— Excerpts from point annotation annotation data —
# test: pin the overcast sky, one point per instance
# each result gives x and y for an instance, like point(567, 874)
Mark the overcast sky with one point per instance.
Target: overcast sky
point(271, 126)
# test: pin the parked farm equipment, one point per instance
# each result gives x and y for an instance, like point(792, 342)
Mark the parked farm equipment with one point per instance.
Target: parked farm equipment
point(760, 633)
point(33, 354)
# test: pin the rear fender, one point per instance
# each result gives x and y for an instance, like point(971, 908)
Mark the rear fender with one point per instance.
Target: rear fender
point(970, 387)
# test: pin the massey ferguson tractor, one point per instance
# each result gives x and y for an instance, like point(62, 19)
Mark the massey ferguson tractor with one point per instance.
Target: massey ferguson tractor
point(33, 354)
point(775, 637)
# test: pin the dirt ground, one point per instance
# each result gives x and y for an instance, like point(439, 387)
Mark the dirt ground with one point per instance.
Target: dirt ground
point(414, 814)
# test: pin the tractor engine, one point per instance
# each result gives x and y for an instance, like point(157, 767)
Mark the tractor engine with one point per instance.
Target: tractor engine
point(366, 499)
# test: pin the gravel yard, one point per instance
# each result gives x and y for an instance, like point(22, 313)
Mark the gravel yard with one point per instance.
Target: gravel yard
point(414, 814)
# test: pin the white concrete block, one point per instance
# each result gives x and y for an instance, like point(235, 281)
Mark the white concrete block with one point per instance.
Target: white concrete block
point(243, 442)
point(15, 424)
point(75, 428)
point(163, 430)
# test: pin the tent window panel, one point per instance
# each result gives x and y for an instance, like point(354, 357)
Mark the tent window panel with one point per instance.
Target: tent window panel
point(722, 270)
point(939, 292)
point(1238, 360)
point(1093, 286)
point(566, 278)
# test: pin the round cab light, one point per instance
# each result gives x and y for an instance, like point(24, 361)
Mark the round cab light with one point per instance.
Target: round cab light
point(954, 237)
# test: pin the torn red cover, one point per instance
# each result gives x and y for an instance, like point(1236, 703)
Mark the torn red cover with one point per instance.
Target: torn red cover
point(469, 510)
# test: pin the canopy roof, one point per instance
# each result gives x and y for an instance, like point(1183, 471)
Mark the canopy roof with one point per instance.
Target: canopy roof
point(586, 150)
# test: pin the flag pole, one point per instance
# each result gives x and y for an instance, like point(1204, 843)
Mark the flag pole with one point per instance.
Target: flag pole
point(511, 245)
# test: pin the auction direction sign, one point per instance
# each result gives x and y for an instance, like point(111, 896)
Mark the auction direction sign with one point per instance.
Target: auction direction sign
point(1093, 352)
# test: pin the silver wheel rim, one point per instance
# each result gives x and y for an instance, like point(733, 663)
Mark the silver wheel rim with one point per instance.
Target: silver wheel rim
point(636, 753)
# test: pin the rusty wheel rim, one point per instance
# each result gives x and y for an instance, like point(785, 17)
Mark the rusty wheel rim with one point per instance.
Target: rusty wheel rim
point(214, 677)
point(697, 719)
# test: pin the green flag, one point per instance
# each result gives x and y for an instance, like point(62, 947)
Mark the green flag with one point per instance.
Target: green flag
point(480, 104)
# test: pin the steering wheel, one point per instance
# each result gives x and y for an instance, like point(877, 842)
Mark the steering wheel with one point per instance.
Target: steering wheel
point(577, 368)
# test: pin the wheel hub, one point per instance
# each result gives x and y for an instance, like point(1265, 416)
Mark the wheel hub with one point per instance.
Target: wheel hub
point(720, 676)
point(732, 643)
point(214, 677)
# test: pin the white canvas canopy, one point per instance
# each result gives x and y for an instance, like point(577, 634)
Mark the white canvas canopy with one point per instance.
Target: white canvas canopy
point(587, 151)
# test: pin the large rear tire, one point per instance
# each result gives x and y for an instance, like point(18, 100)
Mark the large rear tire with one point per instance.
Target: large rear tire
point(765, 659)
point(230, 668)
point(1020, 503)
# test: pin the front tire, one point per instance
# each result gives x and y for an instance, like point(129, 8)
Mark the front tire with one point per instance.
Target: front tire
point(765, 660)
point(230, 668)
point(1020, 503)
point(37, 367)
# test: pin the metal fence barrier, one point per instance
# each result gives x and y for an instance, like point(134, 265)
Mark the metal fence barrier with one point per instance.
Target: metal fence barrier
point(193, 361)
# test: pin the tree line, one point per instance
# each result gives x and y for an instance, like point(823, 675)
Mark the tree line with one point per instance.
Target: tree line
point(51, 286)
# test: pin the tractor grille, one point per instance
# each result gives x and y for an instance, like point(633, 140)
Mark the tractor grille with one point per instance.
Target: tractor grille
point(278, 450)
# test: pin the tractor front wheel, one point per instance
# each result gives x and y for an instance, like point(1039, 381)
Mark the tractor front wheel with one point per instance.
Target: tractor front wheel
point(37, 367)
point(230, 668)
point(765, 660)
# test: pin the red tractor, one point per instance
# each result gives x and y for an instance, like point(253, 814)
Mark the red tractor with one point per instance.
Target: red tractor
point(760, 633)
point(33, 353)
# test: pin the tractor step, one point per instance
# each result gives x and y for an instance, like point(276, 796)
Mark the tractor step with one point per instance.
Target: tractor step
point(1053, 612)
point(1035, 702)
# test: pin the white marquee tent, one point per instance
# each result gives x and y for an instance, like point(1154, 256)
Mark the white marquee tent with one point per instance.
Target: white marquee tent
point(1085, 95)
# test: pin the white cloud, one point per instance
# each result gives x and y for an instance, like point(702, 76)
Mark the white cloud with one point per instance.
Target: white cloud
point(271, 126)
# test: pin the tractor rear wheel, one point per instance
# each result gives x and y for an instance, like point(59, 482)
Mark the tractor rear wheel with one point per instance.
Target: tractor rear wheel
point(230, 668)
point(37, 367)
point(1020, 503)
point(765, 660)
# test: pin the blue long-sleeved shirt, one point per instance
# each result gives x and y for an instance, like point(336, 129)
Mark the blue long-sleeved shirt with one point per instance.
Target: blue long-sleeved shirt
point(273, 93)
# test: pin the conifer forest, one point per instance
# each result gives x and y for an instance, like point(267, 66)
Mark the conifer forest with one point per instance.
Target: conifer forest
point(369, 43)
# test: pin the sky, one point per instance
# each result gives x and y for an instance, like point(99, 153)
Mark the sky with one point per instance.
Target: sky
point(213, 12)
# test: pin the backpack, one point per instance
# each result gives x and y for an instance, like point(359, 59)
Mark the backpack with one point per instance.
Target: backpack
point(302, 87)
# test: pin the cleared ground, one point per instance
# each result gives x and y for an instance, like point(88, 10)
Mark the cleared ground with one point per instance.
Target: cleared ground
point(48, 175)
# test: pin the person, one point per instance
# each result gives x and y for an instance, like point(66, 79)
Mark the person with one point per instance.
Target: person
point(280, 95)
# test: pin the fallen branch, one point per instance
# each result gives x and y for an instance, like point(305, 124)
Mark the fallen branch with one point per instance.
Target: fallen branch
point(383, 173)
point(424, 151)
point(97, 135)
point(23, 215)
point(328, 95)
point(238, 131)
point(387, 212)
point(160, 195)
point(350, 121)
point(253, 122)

— TASK DETAILS —
Copy the records starting at the beginning and ending at the line containing "point(970, 387)", including the requests, and shift every coordinate in the answer points by -83.

— CORRECT OUTPUT —
# test: pin the overcast sky, one point per instance
# each result gives x and y for an instance, like point(567, 874)
Mark the overcast sky with one point per instance.
Target: overcast sky
point(188, 43)
# test: pin the parked farm equipment, one point per instance
# each result gives x and y for an instance, like point(792, 342)
Mark the parked farm equipment with one point per instance.
Target: parked farm equipment
point(677, 550)
point(-50, 271)
# test: pin the rear fender, one point per instance
# each result gives x and y for an instance, like point(971, 908)
Mark the rear fender with one point per instance.
Target: rear fender
point(887, 304)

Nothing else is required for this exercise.